ABOUT THIS EXERCISE:
Pull from the data below each line where the word "finial" occurs, and copy it.

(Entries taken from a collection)

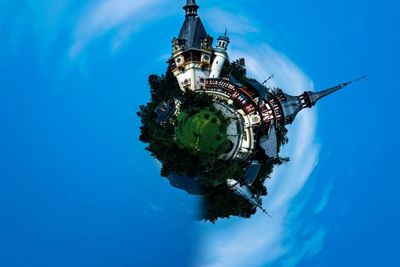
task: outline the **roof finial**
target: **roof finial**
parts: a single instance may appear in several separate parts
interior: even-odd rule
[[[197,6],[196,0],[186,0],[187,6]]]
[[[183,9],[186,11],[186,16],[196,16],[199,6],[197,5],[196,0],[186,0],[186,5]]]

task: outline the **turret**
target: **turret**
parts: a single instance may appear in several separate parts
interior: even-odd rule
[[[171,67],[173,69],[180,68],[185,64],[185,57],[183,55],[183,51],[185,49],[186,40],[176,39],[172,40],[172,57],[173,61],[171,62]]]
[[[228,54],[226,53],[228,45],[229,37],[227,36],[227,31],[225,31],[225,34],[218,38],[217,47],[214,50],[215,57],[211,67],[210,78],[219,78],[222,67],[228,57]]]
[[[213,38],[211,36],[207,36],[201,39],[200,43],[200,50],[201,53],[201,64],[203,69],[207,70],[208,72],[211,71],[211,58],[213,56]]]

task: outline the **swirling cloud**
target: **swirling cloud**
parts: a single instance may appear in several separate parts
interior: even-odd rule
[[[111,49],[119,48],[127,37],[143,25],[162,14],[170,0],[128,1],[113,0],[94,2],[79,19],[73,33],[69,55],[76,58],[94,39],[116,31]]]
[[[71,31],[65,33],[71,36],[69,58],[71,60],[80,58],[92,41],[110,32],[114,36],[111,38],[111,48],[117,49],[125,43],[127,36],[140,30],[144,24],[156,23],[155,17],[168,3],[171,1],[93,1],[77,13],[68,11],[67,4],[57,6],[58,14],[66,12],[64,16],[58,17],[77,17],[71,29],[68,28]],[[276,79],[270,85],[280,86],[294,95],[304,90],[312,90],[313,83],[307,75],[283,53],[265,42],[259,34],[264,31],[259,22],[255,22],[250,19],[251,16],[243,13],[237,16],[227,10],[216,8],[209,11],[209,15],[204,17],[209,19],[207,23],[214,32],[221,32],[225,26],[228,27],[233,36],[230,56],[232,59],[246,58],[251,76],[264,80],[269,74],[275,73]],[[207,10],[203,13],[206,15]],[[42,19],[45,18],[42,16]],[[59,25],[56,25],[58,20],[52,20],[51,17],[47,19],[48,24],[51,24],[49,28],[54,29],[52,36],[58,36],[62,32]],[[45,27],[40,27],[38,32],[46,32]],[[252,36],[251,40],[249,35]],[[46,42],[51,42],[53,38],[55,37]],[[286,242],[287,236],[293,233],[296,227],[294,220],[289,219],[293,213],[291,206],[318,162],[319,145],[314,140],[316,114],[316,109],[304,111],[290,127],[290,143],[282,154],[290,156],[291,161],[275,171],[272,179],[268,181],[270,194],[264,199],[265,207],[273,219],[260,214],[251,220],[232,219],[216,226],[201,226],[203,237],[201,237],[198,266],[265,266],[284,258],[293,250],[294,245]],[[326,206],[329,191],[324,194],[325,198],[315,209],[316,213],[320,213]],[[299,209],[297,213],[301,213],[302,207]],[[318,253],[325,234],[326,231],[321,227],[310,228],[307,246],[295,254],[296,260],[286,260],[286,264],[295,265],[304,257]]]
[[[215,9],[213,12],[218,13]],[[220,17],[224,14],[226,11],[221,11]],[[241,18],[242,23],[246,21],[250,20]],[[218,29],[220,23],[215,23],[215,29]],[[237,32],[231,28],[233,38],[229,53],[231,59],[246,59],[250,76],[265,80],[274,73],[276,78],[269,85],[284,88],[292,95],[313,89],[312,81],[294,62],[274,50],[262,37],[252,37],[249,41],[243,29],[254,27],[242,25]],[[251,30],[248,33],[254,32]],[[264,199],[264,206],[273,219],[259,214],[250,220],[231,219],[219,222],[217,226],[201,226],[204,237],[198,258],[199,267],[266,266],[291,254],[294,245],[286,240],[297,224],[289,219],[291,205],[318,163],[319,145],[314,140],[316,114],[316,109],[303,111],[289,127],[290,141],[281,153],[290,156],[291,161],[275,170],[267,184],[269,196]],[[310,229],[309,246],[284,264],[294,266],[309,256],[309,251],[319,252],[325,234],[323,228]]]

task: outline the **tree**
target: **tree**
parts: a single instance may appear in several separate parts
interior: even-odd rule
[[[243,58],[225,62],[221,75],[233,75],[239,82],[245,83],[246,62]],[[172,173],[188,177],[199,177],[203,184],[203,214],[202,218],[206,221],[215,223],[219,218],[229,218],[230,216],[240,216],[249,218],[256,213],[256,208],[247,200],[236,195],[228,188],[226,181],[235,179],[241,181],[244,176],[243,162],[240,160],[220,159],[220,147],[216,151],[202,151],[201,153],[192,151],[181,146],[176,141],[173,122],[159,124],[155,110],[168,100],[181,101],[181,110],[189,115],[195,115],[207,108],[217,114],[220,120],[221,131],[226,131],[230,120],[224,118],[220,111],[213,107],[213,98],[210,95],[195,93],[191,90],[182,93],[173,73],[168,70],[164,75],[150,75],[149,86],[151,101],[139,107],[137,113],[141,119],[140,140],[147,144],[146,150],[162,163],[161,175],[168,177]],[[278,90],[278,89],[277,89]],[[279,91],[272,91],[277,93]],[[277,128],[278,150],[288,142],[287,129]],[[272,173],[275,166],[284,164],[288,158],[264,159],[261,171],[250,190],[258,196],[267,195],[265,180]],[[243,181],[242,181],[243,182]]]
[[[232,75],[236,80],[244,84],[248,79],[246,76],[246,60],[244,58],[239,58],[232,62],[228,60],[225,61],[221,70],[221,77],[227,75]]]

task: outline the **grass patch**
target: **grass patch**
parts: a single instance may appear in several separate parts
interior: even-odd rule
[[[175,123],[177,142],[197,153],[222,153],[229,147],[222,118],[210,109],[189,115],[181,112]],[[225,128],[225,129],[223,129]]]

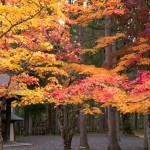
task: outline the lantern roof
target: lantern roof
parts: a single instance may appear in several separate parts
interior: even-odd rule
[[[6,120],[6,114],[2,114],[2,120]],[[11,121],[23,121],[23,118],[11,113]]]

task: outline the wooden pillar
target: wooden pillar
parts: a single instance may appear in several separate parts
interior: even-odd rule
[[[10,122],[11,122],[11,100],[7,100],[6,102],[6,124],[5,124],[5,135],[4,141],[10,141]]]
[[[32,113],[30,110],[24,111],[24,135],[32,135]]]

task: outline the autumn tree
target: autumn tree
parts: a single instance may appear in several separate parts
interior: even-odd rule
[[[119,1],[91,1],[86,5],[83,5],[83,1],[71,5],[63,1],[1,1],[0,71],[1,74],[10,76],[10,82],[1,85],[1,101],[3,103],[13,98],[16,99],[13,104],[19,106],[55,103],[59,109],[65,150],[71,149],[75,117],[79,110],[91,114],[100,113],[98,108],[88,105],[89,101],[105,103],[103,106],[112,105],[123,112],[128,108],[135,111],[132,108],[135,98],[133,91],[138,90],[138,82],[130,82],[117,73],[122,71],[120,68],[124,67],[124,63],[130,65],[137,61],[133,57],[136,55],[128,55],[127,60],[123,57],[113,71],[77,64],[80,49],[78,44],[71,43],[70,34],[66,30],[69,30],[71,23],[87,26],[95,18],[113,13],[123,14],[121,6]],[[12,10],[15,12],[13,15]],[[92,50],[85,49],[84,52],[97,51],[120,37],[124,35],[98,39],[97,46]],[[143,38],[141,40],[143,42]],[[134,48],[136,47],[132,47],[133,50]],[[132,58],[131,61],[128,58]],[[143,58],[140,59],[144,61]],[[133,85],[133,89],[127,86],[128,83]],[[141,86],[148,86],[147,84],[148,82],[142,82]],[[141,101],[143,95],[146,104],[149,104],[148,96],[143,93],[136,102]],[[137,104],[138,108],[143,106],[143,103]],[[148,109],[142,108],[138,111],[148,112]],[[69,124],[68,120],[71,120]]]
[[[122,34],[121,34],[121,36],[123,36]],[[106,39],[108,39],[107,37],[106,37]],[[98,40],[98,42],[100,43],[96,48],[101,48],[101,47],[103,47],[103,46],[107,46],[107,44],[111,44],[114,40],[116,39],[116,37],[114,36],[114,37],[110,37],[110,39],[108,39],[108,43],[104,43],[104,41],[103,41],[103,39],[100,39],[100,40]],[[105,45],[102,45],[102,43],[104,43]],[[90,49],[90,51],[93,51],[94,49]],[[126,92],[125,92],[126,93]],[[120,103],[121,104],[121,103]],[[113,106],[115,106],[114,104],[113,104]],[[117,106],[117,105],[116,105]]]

TASK RESPONSE:
task: outline the **roof finial**
target: **roof finial**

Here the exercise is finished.